=== Short task ===
Please state how many lines in the listing below contain the string "face". Reply with the number alone.
Data supplied start
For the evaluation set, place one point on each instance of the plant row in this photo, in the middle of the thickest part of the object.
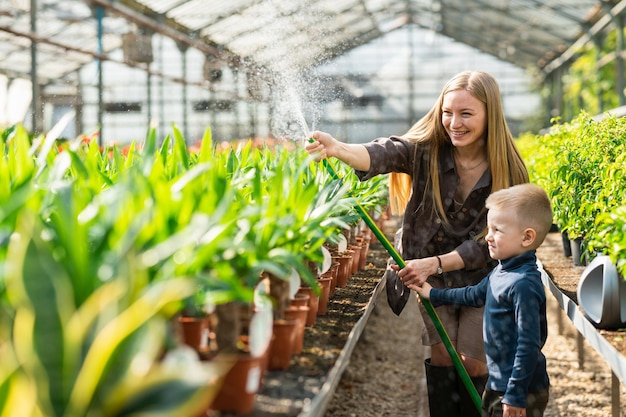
(582, 166)
(101, 248)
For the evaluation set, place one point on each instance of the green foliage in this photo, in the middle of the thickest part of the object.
(582, 167)
(99, 248)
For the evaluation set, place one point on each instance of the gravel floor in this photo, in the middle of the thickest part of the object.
(385, 373)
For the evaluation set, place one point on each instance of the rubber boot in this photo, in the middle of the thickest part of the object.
(443, 396)
(467, 406)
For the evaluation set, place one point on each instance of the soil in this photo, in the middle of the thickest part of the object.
(385, 375)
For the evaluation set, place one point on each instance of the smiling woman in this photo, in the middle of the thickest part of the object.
(444, 214)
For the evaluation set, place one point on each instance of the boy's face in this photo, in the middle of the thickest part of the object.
(506, 239)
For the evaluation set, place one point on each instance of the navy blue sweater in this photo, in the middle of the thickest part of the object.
(514, 325)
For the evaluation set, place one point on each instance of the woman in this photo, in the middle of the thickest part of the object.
(442, 171)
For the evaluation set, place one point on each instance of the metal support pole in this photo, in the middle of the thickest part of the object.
(619, 61)
(100, 16)
(37, 116)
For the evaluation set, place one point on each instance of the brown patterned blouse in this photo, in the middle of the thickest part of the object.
(424, 234)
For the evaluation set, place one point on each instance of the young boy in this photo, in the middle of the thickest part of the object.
(514, 326)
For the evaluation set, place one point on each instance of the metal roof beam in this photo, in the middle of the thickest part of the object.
(167, 30)
(582, 41)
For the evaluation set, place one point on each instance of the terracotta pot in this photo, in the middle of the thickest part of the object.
(345, 268)
(313, 304)
(325, 282)
(300, 314)
(281, 347)
(300, 299)
(365, 245)
(240, 386)
(195, 332)
(334, 270)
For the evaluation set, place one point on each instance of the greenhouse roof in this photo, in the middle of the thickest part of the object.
(527, 33)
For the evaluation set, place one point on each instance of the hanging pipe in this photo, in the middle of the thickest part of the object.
(469, 385)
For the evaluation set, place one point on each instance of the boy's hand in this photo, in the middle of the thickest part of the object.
(424, 290)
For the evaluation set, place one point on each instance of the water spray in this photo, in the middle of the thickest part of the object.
(469, 385)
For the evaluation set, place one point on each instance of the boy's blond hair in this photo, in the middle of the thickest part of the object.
(531, 205)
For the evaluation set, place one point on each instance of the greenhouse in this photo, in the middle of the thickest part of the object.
(163, 168)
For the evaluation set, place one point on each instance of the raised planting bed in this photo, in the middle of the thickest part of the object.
(561, 278)
(306, 387)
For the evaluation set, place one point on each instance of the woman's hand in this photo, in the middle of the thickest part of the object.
(416, 271)
(510, 411)
(323, 147)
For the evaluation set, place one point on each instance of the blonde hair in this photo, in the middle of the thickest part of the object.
(505, 161)
(530, 204)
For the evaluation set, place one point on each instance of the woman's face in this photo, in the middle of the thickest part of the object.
(464, 117)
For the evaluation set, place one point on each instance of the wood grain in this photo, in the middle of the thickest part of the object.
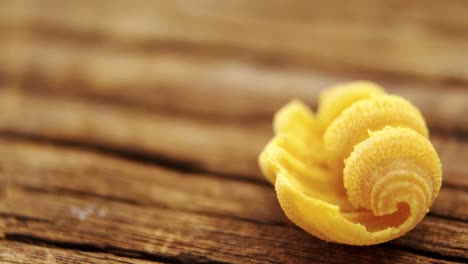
Data supplied end
=== The result ===
2